Problem details
Where the records below show the word "positive" in a line, please copy that line.

Input for this task
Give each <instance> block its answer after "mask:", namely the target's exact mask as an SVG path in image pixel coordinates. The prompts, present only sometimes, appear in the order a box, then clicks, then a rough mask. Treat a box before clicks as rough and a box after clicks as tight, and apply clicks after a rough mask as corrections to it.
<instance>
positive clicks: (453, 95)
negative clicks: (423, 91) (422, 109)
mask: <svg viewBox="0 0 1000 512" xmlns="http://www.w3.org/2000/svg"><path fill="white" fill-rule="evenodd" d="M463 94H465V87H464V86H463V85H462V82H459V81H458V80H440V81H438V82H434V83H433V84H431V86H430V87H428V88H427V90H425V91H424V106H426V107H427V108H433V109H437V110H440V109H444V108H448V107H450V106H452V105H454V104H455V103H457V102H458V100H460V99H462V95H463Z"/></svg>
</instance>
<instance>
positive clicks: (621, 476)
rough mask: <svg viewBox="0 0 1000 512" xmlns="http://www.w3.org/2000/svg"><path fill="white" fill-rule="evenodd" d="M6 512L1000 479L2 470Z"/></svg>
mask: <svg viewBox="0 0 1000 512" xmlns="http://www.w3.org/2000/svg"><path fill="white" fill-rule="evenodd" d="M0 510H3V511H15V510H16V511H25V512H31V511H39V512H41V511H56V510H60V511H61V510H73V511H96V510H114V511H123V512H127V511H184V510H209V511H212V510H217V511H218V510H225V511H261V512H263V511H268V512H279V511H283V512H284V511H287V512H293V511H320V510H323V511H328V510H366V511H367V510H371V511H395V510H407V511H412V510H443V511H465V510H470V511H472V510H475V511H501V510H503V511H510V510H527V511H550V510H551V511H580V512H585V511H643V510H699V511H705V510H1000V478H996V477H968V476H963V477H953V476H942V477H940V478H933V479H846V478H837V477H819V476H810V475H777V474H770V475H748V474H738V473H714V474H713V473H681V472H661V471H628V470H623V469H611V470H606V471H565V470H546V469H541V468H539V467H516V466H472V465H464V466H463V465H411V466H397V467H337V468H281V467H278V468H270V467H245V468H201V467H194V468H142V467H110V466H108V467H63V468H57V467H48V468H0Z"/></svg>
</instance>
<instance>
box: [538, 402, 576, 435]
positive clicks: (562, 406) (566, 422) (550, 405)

Task response
positive clicks: (453, 95)
positive clicks: (621, 476)
positive clicks: (562, 406) (566, 422) (550, 405)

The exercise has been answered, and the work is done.